Brief => Under no circumstances alter the records; copy each one exactly.

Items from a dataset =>
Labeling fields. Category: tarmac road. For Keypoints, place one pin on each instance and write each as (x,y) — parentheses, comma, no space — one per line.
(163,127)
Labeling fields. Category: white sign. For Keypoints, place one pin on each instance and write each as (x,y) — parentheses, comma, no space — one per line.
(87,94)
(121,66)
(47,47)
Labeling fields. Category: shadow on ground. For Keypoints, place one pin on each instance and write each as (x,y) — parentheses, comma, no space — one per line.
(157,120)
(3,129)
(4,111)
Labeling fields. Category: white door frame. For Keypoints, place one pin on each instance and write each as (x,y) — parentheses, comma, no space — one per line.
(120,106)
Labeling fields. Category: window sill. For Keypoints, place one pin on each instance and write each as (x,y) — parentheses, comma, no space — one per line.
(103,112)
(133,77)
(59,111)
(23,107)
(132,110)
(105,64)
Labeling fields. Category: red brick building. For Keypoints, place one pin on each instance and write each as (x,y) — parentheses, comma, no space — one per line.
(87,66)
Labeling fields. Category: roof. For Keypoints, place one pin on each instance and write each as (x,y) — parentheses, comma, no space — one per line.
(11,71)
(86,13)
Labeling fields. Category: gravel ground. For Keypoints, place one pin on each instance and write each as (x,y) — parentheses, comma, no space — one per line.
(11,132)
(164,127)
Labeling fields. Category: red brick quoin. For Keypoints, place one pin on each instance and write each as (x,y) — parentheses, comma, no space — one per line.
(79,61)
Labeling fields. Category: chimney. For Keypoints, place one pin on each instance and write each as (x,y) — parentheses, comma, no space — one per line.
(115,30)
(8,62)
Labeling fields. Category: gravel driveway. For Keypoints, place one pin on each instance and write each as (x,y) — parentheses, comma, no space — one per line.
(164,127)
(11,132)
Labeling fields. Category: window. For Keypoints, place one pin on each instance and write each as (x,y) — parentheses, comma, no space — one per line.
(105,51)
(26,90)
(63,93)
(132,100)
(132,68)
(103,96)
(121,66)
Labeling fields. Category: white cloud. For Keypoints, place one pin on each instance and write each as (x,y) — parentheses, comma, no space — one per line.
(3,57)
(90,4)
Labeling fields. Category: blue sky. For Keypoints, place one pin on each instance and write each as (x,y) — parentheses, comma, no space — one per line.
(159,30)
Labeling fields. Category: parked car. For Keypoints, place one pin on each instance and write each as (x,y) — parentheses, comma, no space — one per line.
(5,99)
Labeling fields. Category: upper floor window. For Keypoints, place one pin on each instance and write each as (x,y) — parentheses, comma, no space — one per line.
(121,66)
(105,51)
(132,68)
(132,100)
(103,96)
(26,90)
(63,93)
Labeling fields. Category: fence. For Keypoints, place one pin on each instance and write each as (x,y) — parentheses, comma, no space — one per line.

Response =>
Labeling fields. Category: tarmac road. For Keypoints, place one pin on each instance and write each as (x,y) — parentheses, comma, no space — one per line.
(163,127)
Labeling fields. Category: white sign. For Keypoints, place one pin on each instance and write each as (x,y) — parentheses, comma, no space — one per line.
(87,94)
(121,66)
(47,47)
Labeling fields. Category: shadow on ground. For Keypoints, place one pin on each instance and write each as (x,y) — parentheses, comma, no space — one per line.
(157,120)
(3,129)
(4,111)
Labeling fields. Category: white door frame. For Keypoints, place one pin on each instance and write each as (x,y) — parentheses, comma, no space — one per line.
(120,106)
Labeling fields. Category: window sill. For Keypoints, place one pin on each instance and write each as (x,y) — parentheses, comma, no space — one per line.
(103,112)
(133,77)
(59,111)
(23,107)
(132,110)
(105,64)
Labeling fields. Category: red brick building. For Keypoints, place one pin on each instance and write each as (x,y) — parentheses, comma, no space — one per line.
(87,66)
Labeling fields. Category: roof. For Keypoints, place one pin on each instance and write each as (x,y) — parentheses, comma, no space — one per line.
(11,71)
(86,13)
Labeling fields. Category: gravel ground. For Keypoints, place one pin on each instance and write each as (x,y) — parentheses, comma, no space — one per line.
(11,132)
(164,127)
Labeling fields. Category: red brick quoin. For Keypoints, place one pin on each instance and write each as (x,y) — parentheses, comma, no space — one per line.
(79,61)
Labeling fields. Category: chimney. For Keypoints, place one pin on each instance and write each as (x,y) — parentheses, comma, no space — one per line.
(115,30)
(8,62)
Labeling fields. Category: gravel driveway. For Keypoints, place one pin on each instance and write each as (x,y) — parentheses, comma, no space — one per line.
(164,127)
(11,132)
Labeling fields. Category: window. For Keypoints, place one pin on each instance and write each as (x,y) — parentheses, comma, no space — one per line.
(105,51)
(26,90)
(63,93)
(132,100)
(132,68)
(103,96)
(121,66)
Labeling fields. Category: white cloud. For Keypoints, place one pin on each instance and write each as (x,y) — parentheses, comma, no space — one per line.
(3,57)
(90,4)
Labeling fields. Category: blue sky. For Keypoints, place one pin on each instance and write each as (x,y) — parentheses, comma, no space — one per line.
(159,30)
Labeling fields. Category: parked car. For Keypoints, place one pin on each instance and write each as (x,y) — parentheses, comma, no space — one per line.
(5,99)
Labeling fields. Category: upper floor window. For Keypoints, place one pin on each instance and write each as (x,y) — parentheses, comma, no space — one per line.
(121,66)
(105,51)
(132,68)
(132,100)
(103,96)
(26,90)
(63,93)
Labeling fields. Category: fence. For Keypoints, place one pin on each instance and write each as (x,y) — parentheses, comma, no space — one per line.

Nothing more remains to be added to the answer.